Saved entries:
____________

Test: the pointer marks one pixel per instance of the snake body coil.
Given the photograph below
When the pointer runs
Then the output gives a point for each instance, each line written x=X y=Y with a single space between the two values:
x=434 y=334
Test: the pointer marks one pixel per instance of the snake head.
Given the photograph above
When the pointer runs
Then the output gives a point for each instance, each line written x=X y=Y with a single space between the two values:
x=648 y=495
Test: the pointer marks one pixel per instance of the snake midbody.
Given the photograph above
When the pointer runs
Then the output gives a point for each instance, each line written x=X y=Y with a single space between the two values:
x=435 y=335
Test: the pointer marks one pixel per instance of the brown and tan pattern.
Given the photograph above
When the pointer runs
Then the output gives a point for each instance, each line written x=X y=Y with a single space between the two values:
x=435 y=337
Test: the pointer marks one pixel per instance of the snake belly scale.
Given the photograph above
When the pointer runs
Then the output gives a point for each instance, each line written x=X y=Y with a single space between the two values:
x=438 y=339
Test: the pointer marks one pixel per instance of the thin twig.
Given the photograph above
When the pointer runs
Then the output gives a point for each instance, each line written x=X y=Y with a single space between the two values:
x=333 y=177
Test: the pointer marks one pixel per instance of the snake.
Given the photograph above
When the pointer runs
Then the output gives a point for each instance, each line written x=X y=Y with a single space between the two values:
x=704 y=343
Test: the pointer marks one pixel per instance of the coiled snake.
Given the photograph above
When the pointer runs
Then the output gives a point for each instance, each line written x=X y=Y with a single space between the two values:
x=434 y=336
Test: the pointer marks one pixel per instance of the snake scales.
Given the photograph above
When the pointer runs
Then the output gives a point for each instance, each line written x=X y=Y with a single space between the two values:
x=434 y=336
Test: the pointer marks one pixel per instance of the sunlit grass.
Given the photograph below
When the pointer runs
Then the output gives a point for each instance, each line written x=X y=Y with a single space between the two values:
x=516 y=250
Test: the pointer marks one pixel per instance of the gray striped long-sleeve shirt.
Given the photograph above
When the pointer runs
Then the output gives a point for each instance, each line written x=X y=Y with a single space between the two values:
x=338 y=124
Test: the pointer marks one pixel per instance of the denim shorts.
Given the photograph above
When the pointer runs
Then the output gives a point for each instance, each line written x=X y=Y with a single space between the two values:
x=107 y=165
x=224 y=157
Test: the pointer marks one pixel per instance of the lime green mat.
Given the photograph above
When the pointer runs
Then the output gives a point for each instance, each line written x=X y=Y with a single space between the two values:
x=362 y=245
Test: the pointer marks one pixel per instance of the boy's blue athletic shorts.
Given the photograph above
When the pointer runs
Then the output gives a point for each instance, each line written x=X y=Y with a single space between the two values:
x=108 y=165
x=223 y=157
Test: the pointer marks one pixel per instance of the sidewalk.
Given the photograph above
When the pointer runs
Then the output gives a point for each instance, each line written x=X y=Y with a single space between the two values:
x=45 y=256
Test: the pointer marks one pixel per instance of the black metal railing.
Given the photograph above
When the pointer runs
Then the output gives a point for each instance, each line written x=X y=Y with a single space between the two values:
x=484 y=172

____________

What the task asks: Copy the records above. Leave out nothing.

Exercise response:
Test: the pointer marks one pixel per instance of the snake body coil.
Given the photograph below
When the pointer runs
Then the output gives a point for each instance, each line written x=X y=Y with a single space between the two values:
x=434 y=334
Test: the pointer marks one pixel per instance of the snake head.
Given the photograph above
When the pointer runs
Then the output gives a point for each instance, each line written x=X y=Y with a single space between the two values:
x=648 y=495
Test: the pointer marks one pixel per instance of the snake midbody.
Given the photograph above
When the pointer runs
Then the output gives a point for each instance, each line written x=X y=Y with a single space between the two values:
x=435 y=335
Test: the pointer marks one pixel per instance of the brown and tan pattern.
Given the photograph above
When the pointer runs
Then the output gives a point for each instance, each line written x=X y=Y with a single space between the two values:
x=435 y=337
Test: the pointer marks one pixel per instance of the snake belly scale.
Given the photograph above
When the pointer runs
Then the output gives a point for each instance, each line written x=X y=Y with a single space between the two values:
x=438 y=339
Test: the pointer marks one pixel per instance of the thin twig.
Given the photograph above
When the pointer runs
Then the output gives a point for each instance, each line written x=X y=Y with a single space between the two values:
x=333 y=177
Test: the pointer marks one pixel per instance of the snake.
Given the photograph above
When the pointer runs
Then the output gives a point for each instance, each line written x=X y=Y with a single space between the two values:
x=704 y=343
Test: the pointer marks one pixel per instance of the coiled snake.
Given the photograph above
When the pointer runs
Then the output gives a point for each instance, each line written x=X y=Y with a single space between the two values:
x=434 y=336
Test: the pointer marks one pixel per instance of the snake scales.
Given the photograph above
When the pointer runs
Then the output gives a point for each instance, each line written x=X y=Y with a single space between the two values:
x=434 y=336
Test: the pointer marks one pixel per instance of the sunlit grass.
Given the photograph below
When the pointer runs
Then the output gives a point for each instance, each line written x=X y=Y with a single space between the two values:
x=516 y=250
Test: the pointer marks one pixel per instance of the gray striped long-sleeve shirt.
Given the photograph above
When the pointer runs
Then the output gives a point for each instance, each line written x=X y=Y with a single space between the two values:
x=338 y=124
Test: the pointer marks one pixel per instance of the denim shorts.
Given the photograph above
When the pointer runs
Then the output gives a point for each instance, each line written x=X y=Y with a single space between the two values:
x=107 y=165
x=224 y=157
Test: the pointer marks one pixel per instance of the lime green mat.
Given the photograph above
When the pointer runs
Then the output gives a point for each instance, each line written x=X y=Y with a single space between the two values:
x=362 y=245
Test: the pointer marks one pixel per instance of the boy's blue athletic shorts.
Given the photograph above
When the pointer runs
Then the output gives a point for each instance, each line written x=X y=Y with a single space between the two values:
x=108 y=165
x=223 y=157
Test: the pointer marks one pixel per instance of the sidewalk.
Given the photograph above
When the pointer runs
Then the output gives a point for each instance, each line written x=X y=Y with a single space between the two values:
x=45 y=256
Test: the pointer marks one pixel per instance of the black metal railing.
Given the photograph above
When the pointer runs
Then the output gives a point for each instance, each line written x=X y=Y with a single space between the two values:
x=484 y=172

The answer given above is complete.